Saringlah baris-baris di bawah ini, lalu salin setiap baris yang memuat kata "jersey".

====== Informasi yang Diberikan

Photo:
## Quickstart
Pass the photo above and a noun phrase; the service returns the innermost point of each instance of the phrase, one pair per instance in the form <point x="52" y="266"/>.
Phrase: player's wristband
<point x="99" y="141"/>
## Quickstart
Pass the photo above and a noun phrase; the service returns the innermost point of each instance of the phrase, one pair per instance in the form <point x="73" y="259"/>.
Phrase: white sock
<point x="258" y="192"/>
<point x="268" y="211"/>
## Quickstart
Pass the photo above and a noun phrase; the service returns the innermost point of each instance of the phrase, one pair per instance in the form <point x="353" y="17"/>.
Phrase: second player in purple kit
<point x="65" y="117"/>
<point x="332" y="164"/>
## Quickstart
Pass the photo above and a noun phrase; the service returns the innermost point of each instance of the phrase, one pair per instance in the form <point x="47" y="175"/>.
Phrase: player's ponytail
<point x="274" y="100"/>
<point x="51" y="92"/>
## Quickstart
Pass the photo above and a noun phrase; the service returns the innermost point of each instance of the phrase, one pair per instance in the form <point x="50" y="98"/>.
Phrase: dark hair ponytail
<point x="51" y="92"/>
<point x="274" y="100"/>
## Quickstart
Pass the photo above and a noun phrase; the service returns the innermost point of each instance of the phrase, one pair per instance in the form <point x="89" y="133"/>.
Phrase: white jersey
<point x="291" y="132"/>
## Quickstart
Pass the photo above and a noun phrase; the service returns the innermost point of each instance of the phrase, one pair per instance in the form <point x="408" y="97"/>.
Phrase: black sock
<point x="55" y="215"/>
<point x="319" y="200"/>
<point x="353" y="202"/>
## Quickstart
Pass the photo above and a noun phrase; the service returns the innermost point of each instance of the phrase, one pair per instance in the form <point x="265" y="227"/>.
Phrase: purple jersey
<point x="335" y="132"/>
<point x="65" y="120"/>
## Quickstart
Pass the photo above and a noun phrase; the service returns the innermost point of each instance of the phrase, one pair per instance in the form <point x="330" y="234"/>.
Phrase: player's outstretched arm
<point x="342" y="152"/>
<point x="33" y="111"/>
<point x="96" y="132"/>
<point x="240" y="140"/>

============

Hasil Tugas:
Phrase: white jersey
Phrase: purple jersey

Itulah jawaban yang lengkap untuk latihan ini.